= What this task involves =
The answer must consist solely of the line that contains "of the tricolour" and all subsequent lines of the data, each reproduced exactly.

Data supplied Block Start

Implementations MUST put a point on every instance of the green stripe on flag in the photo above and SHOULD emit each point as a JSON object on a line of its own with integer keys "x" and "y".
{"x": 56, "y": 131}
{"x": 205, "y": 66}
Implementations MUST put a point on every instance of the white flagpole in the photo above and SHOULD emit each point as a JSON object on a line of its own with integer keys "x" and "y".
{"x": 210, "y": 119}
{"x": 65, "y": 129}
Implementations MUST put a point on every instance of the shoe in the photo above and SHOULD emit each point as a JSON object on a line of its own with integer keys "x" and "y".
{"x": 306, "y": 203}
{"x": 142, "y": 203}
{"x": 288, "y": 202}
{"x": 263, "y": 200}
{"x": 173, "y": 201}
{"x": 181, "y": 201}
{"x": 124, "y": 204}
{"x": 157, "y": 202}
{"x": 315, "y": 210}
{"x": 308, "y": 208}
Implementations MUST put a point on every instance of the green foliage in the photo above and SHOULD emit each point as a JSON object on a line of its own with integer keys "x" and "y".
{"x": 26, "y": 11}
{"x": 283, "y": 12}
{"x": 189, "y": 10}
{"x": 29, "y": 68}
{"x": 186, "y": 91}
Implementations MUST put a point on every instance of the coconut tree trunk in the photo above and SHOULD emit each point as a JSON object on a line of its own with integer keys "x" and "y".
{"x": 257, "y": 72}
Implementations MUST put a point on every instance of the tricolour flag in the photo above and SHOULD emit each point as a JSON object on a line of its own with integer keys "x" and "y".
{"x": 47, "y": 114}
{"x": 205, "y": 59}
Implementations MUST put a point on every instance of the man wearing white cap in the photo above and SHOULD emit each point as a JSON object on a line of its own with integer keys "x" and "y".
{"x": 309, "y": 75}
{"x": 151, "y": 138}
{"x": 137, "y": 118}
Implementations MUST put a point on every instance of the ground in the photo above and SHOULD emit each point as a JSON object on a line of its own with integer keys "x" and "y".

Data supplied Block End

= Written answer =
Implementations MUST put a point on every instance of the tricolour flag in the photo above and SHOULD emit each point as a JSON object on a line of its own with integer keys "x" and "y".
{"x": 47, "y": 114}
{"x": 205, "y": 59}
Implementations MUST put a point on every instance of the man wearing white cap in the photo above and SHOULD emit each point as a JSON object on a line of its own with integer keys "x" and "y".
{"x": 309, "y": 75}
{"x": 151, "y": 138}
{"x": 137, "y": 118}
Implementations MUST put a point on every instance of the ground in the photo above and SHOULD emit each point as a JSON object on a line of its own with integer keys "x" and "y".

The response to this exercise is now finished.